_TASK TO CARRY OUT:_
Output a verbatim copy of the data, cut off after the line that contains "pixel 417 64".

_MATERIAL FOR THIS EXERCISE:_

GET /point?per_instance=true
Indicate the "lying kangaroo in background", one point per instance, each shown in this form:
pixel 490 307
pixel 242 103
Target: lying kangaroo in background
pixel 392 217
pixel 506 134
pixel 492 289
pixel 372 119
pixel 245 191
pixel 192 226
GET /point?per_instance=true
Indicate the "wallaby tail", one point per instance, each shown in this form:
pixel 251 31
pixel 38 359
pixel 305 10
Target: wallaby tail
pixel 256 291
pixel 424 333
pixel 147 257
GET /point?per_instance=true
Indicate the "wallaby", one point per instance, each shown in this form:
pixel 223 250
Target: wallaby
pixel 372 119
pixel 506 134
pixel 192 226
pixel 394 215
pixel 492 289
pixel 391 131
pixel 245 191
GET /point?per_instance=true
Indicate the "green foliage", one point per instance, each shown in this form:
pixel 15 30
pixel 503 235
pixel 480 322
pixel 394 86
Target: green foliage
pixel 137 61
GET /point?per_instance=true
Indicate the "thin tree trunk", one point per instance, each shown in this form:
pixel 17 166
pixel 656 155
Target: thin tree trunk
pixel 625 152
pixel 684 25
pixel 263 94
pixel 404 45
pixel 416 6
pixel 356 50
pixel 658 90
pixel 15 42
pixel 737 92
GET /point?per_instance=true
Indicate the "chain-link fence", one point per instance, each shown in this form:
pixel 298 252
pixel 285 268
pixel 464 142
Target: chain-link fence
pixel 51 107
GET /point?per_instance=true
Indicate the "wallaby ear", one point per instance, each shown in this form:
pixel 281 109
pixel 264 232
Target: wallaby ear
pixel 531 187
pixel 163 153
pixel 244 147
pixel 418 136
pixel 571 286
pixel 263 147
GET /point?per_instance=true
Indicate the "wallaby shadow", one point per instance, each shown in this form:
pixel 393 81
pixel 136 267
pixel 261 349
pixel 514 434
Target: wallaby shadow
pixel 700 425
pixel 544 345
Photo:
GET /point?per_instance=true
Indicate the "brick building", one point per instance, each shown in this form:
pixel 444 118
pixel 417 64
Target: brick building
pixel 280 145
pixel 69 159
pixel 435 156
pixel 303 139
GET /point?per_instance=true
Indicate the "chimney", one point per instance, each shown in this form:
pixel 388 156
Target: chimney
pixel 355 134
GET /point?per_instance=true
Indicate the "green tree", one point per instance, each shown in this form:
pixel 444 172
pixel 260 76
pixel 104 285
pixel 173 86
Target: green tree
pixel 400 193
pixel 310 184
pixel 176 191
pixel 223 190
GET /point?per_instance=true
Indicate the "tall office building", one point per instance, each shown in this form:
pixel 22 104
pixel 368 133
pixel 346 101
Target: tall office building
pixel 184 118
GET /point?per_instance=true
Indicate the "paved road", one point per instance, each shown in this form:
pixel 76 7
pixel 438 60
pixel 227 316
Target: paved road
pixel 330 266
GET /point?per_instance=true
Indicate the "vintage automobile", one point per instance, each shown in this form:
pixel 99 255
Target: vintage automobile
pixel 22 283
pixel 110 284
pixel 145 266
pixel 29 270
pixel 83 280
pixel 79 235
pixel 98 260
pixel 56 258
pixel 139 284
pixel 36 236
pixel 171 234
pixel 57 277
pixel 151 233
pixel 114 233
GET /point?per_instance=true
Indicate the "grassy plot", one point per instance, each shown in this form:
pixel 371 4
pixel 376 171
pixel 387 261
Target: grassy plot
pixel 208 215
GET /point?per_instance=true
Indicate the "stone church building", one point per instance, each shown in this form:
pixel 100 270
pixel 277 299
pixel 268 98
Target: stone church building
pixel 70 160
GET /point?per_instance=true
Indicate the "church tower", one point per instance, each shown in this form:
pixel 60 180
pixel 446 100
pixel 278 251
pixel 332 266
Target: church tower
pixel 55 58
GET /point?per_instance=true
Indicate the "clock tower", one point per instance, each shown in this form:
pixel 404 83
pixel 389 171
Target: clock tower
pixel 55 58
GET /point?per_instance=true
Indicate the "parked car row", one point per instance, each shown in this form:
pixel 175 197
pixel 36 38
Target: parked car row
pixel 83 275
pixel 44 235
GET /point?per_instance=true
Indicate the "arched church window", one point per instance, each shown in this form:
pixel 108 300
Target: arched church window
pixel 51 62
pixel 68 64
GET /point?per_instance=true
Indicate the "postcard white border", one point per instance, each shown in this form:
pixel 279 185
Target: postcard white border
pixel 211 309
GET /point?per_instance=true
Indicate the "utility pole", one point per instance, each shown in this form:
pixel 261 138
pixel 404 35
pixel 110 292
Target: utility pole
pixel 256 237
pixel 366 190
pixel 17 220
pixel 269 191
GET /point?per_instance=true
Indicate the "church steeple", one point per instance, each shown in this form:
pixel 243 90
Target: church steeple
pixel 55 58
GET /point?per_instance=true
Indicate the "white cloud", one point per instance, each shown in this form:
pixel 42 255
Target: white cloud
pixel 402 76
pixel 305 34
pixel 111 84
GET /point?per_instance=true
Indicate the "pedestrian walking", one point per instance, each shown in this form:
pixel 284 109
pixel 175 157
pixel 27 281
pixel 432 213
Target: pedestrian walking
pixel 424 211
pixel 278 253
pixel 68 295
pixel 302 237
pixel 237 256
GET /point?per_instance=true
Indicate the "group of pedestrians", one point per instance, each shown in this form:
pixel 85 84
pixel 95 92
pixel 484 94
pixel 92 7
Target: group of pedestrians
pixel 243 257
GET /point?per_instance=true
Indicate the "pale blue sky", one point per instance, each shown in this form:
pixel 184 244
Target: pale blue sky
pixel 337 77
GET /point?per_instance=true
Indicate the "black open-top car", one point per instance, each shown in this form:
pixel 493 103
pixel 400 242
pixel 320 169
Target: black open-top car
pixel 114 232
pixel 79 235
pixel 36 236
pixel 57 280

_WRITTEN SOLUTION:_
GET /point?per_instance=true
Indicate the "lying kangaroo in background", one point per instance, each shown in this form:
pixel 490 307
pixel 242 103
Target: lying kangaroo in background
pixel 392 217
pixel 506 134
pixel 492 289
pixel 372 119
pixel 245 191
pixel 192 226
GET /point?per_instance=true
Indicate the "wallaby tail", one point per instance, each shown in this form:
pixel 251 31
pixel 38 359
pixel 305 10
Target: wallaby tail
pixel 256 291
pixel 424 333
pixel 147 257
GET /point?per_instance=true
Indicate the "wallaby", one point per instance, each shown in this form:
pixel 223 250
Target: wallaby
pixel 372 119
pixel 506 134
pixel 192 226
pixel 394 215
pixel 492 289
pixel 391 131
pixel 245 191
GET /point?per_instance=true
Indicate the "green foliage", one point per instance, each shown in this form:
pixel 15 30
pixel 503 235
pixel 480 322
pixel 394 86
Target: green foliage
pixel 137 61
GET /point?per_instance=true
Indicate the "thin tree trunk", one point per instance, each shown in this form:
pixel 17 166
pixel 656 155
Target: thin tree trunk
pixel 625 152
pixel 684 25
pixel 263 94
pixel 404 45
pixel 416 6
pixel 356 50
pixel 658 90
pixel 15 42
pixel 737 92
GET /point?per_instance=true
Indicate the "chain-link fence", one point per instance, each shown in this form:
pixel 298 252
pixel 285 268
pixel 464 142
Target: chain-link fence
pixel 51 107
GET /point?per_instance=true
Indicate the "wallaby ear", one point per instance, each shown in this form:
pixel 281 109
pixel 264 232
Target: wallaby ear
pixel 531 187
pixel 163 153
pixel 244 147
pixel 418 136
pixel 571 286
pixel 263 147
GET /point?per_instance=true
Indicate the "wallaby shadow", one point per instance, each shown in this form:
pixel 393 81
pixel 136 267
pixel 261 349
pixel 514 434
Target: wallaby shadow
pixel 700 425
pixel 544 345
Photo:
GET /point?per_instance=true
Indicate the "brick building", one point per instance, each shown in this form:
pixel 444 118
pixel 417 64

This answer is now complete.